La condizione umana sempre soggetta a condizionamenti spazio-temporali, in cui il ricordo riporta alla luce ciò che il tempo ha cancellato, ispira la serie fotografica di Andrea Santarlasci «Eterocronia», mentre la dimensione antropologica è al centro del lavoro di Claudio Costa, tra maschere, cerimoniali e riti nei quali si intersecano scoperta e produzione, elementi primordiali e tecnologici. Il senso del tempo scaturisce anche dal confronto tra culture diverse nei video di Jasmina Metwaly (1982), attivista politica impegnata nei Paesi arabi. Francesco Jodice affronta l’imperscrutabilità della definizione di tempo: la scultura del dio «Atlante» è circondata da un mix di immagini tratte da contesti eterogenei. Federico De Leonardis con l’installazione «Orizzontale 2» pensata per gli spazi della mostra, recupera manufatti potentemente simbolici carichi di energia.

* CONSEGNA *
Nel tratto dell'estratto che va da "La condizione umana" fino a "carichi di energia.", sostituisci "serie fotografica" con "sequenza fotografica" e riscrivi il passo così modificato. Per rispondere basta l'estratto, senza altre fonti.

* RACCOLTA DATI *
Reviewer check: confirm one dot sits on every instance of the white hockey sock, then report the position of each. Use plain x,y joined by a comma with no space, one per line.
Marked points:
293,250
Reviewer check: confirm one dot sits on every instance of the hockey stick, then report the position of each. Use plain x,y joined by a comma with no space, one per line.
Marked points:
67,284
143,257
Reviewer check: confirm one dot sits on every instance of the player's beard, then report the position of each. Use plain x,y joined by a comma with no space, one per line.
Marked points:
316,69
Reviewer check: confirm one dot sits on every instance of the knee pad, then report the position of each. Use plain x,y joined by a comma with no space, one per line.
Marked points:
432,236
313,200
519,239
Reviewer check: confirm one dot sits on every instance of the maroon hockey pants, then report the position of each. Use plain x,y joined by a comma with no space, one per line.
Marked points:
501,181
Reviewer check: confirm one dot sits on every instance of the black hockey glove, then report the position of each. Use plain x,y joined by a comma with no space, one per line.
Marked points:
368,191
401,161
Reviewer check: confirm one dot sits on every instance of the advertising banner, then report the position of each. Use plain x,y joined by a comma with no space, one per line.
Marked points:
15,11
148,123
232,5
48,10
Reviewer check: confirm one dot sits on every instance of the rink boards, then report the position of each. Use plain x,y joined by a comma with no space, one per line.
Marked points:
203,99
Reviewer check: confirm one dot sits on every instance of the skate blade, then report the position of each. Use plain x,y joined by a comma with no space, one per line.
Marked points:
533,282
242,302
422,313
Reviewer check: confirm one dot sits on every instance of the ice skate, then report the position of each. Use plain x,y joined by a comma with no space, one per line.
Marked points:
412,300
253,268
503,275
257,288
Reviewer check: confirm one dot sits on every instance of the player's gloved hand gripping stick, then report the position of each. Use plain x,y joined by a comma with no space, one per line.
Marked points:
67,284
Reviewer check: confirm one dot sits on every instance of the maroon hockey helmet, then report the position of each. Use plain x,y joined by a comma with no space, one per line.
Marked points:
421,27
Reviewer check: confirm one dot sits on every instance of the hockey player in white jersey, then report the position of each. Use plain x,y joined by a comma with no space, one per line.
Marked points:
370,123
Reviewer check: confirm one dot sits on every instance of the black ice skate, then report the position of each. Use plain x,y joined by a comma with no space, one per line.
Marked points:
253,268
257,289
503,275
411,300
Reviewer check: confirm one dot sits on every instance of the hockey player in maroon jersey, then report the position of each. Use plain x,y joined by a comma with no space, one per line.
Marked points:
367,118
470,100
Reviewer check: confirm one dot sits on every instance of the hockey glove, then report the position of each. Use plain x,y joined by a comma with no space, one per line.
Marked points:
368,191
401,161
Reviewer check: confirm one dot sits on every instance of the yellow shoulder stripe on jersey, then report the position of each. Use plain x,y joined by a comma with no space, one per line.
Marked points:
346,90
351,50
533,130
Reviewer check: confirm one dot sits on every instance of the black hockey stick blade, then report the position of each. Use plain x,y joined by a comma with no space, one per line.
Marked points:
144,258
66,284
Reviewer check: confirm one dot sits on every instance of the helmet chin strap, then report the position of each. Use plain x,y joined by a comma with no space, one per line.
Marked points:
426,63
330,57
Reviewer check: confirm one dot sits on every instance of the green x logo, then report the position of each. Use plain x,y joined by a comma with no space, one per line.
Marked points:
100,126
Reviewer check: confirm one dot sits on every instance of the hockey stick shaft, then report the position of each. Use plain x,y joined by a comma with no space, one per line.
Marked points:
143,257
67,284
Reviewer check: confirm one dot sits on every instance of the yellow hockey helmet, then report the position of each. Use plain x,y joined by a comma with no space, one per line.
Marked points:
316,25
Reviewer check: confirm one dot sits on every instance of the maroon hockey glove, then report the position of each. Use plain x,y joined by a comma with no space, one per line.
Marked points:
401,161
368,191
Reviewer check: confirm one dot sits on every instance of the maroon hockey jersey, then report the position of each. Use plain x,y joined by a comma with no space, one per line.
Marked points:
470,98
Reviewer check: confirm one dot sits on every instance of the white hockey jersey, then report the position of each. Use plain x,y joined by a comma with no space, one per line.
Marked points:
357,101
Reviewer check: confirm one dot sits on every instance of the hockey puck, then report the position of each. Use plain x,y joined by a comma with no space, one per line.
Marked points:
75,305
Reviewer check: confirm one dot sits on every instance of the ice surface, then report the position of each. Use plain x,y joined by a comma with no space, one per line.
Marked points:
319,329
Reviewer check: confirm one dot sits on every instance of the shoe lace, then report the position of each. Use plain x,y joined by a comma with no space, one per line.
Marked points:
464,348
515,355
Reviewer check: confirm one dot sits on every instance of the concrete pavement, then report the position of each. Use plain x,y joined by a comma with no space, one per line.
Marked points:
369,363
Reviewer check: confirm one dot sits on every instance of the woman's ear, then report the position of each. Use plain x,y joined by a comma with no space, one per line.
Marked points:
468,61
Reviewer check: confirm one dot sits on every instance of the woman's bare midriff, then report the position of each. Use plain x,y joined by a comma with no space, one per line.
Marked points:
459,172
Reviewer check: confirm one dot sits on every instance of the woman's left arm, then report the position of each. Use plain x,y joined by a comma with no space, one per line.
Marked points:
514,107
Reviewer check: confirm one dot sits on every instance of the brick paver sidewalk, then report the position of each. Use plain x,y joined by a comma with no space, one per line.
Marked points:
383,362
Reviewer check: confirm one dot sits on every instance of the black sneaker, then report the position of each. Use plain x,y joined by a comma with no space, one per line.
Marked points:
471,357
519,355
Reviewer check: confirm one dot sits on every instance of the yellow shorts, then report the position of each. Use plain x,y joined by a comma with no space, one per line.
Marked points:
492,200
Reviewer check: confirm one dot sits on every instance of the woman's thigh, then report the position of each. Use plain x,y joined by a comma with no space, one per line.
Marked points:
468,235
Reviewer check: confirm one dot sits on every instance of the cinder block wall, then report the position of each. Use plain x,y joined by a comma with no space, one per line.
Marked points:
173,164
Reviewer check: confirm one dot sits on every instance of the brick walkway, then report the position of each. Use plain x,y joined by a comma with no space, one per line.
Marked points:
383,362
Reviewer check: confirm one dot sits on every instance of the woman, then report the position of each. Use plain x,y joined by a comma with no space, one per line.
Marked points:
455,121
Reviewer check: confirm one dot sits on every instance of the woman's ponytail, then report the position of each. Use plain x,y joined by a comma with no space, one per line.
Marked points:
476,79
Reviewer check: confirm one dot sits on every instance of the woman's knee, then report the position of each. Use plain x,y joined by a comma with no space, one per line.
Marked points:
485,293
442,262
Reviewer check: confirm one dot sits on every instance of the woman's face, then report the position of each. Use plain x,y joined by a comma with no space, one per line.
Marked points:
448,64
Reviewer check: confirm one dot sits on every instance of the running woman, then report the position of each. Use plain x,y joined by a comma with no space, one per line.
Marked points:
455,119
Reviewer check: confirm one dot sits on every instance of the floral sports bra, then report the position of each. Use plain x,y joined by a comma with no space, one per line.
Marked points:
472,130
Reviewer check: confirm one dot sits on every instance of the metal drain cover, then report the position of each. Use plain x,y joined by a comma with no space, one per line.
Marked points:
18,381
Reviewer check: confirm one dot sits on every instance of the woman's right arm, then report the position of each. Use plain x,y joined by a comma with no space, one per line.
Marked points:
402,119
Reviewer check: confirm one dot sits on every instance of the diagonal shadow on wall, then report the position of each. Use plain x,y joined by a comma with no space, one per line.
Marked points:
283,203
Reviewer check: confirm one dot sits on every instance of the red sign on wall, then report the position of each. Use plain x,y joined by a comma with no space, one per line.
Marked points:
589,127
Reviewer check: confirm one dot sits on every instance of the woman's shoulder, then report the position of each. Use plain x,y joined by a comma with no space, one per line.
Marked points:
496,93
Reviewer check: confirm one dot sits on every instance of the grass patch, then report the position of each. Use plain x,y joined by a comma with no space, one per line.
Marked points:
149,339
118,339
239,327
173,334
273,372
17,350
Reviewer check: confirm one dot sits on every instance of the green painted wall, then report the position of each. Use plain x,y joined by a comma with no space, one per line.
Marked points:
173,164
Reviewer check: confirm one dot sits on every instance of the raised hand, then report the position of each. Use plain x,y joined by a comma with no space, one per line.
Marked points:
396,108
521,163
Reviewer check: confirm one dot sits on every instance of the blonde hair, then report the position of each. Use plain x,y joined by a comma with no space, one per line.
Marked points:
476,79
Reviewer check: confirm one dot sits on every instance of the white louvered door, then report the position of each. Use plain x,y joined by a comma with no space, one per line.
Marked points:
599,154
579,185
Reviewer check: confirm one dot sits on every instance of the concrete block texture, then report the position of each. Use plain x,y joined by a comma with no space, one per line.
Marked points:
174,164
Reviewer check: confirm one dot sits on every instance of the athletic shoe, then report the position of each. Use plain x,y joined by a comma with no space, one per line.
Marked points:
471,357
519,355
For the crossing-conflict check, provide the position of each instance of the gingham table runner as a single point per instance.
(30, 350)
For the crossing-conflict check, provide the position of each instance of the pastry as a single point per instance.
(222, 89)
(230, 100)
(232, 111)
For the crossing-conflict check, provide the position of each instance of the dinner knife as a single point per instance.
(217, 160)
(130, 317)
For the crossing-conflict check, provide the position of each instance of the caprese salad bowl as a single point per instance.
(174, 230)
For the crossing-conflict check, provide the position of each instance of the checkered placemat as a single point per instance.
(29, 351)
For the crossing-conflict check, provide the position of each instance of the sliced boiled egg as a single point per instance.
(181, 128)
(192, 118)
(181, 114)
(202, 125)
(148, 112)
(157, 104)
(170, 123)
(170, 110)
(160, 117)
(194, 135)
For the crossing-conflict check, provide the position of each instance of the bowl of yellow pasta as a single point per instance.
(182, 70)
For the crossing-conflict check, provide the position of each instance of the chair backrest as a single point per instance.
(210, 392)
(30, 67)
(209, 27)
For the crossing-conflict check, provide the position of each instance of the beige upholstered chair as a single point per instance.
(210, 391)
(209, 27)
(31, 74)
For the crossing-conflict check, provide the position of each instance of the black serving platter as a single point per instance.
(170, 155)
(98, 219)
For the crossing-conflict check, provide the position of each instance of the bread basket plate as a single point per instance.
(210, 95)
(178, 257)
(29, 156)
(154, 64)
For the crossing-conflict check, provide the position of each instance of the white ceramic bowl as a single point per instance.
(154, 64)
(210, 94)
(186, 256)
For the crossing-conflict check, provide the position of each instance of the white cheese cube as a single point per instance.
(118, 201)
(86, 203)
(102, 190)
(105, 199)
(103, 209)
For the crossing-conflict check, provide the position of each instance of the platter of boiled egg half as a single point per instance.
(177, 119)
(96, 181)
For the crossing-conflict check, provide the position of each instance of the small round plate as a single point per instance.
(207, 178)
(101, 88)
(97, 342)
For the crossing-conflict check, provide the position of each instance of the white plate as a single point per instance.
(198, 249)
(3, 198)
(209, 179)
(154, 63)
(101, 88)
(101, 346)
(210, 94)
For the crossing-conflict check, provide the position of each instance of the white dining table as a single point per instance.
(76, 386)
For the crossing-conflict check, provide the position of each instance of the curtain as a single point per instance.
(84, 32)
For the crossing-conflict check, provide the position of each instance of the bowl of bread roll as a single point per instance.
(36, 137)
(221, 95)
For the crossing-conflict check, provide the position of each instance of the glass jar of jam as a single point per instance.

* RISULTATO *
La condizione umana sempre soggetta a condizionamenti spazio-temporali, in cui il ricordo riporta alla luce ciò che il tempo ha cancellato, ispira la sequenza fotografica di Andrea Santarlasci «Eterocronia», mentre la dimensione antropologica è al centro del lavoro di Claudio Costa, tra maschere, cerimoniali e riti nei quali si intersecano scoperta e produzione, elementi primordiali e tecnologici. Il senso del tempo scaturisce anche dal confronto tra culture diverse nei video di Jasmina Metwaly (1982), attivista politica impegnata nei Paesi arabi. Francesco Jodice affronta l’imperscrutabilità della definizione di tempo: la scultura del dio «Atlante» è circondata da un mix di immagini tratte da contesti eterogenei. Federico De Leonardis con l’installazione «Orizzontale 2» pensata per gli spazi della mostra, recupera manufatti potentemente simbolici carichi di energia.